··· Selected excerpt ···

The Bible is the unfolding revelation of God’s counsel, God’s pleasure and God’s will.  Before He ever said, “Let there be…”, He had a plan.  It was all in His heart from eternity past.  Unfortunately, the terms Old and New Testament are actually distractions from that plan and have created misunderstandings that have caused confusion, division, in-correct doctrines such as ‘Replacement Theology’ and many other false ideas. 

 

Since the terms of a covenant are never to become null and void, each “renewed” covenant includes everything that came before.  The “new” Covenant does not invalidate what preceded it.  It includes and expands it.

 

When a covenant is renewed it may contain additional provisions, or expand provisions of the previous covenant but the original covenant remains in force. 

 

The Bible is a book about covenant.  God’s plan of redemption was in His heart from eternity past.  That is why it is called the “Everlasting Covenant”.   It was part of His divine will. 

 

Is. 46:9-10 “Earnestly remember the former things, which I did of old; for I am God, and there is no one else; I am God, there is none like Me, Declaring the end and the result from the beginning, and from ancient times the things that are not yet done, saying, My counsel shall stand, and I will do all my pleasure and purpose…”

 

Is. 55:3 “Incline your ear (submit and consent to the divine will) and come to Me, hear, and your soul will revive; and I will make an everlasting covenant with you, even the sure mercy promised to David.”

 

Ez. 37:26 “I will make a covenant of peace with them; it shall be an everlasting covenant with them…”

··· Data excerpt ···

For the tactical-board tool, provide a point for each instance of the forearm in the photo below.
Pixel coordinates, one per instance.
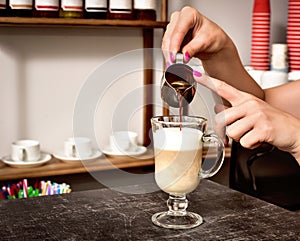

···

_Request_:
Reproduce the covenant passage word for word, everything from "The Bible is the" down to "and expands it.". The data stands apart from the covenant passage.

_Response to the task_:
The Bible is the unfolding revelation of God’s counsel, God’s pleasure and God’s will.  Before He ever said, “Let there be…”, He had a plan.  It was all in His heart from eternity past.  Unfortunately, the terms Old and New Testament are actually distractions from that plan and have created misunderstandings that have caused confusion, division, in-correct doctrines such as ‘Replacement Theology’ and many other false ideas. 

 

Since the terms of a covenant are never to become null and void, each “renewed” covenant includes everything that came before.  The “new” Covenant does not invalidate what preceded it.  It includes and expands it.